Lesetext
Mitteilungen Nr. 215/216 (Heft 1/2012), S. 14f.

Was sind die Staats­leis­tun­gen?

Bei den Staatsleistungen handelt es sich um jährliche Zahlungen an die evangelische und die katholische Kirche. Sie werden von den Ländern (alle außer Hamburg und Bremen) geleistet, aus den Steuergeldern aller Bürger finanziert und ohne Gegenleistung gewährt. Gegenwärtig (Stand: 2011) betragen die Staatsleistungen 466 Millionen Euro pro Jahr. Allein seit dem zweiten Weltkrieg haben die Kirchen – nach Recherchen der HU – auf diesem Weg Zahlungen im Wert von 14,6 Milliarden Euro erhalten.

Ihre Aufgaben
1. Geben Sie aus dem Text zu den Staatsleistungen den Abschnitt wieder, der mit "Mitteilungen Nr. 215/216" beginnt und mit "Milliarden Euro erhalten." endet, und tauschen Sie dabei "Steuergeldern" gegen "Haushaltsmitteln" aus.
2. Nennen Sie alle Partizipien im Satz des Textes zu den Staatsleistungen, der mit „Sie werden von den Ländern“ beginnt.

Auszug der Liste
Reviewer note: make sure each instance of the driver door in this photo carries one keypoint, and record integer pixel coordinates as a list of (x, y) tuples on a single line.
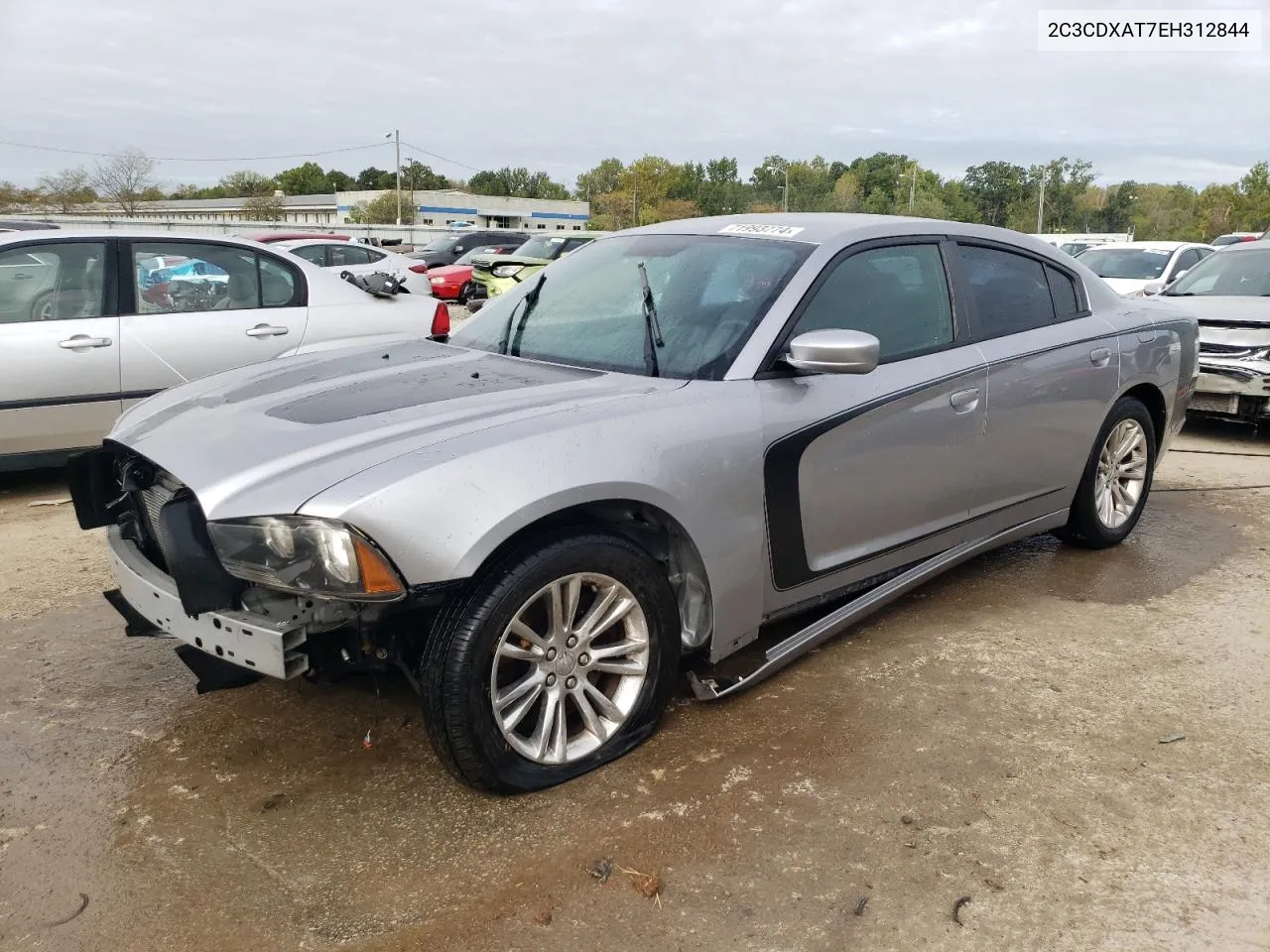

Lösungen
1.
Mitteilungen Nr. 215/216 (Heft 1/2012), S. 14f.

Was sind die Staats­leis­tun­gen?

Bei den Staatsleistungen handelt es sich um jährliche Zahlungen an die evangelische und die katholische Kirche. Sie werden von den Ländern (alle außer Hamburg und Bremen) geleistet, aus den Haushaltsmitteln aller Bürger finanziert und ohne Gegenleistung gewährt. Gegenwärtig (Stand: 2011) betragen die Staatsleistungen 466 Millionen Euro pro Jahr. Allein seit dem zweiten Weltkrieg haben die Kirchen – nach Recherchen der HU – auf diesem Weg Zahlungen im Wert von 14,6 Milliarden Euro erhalten.

2. geleistet, finanziert, gewährt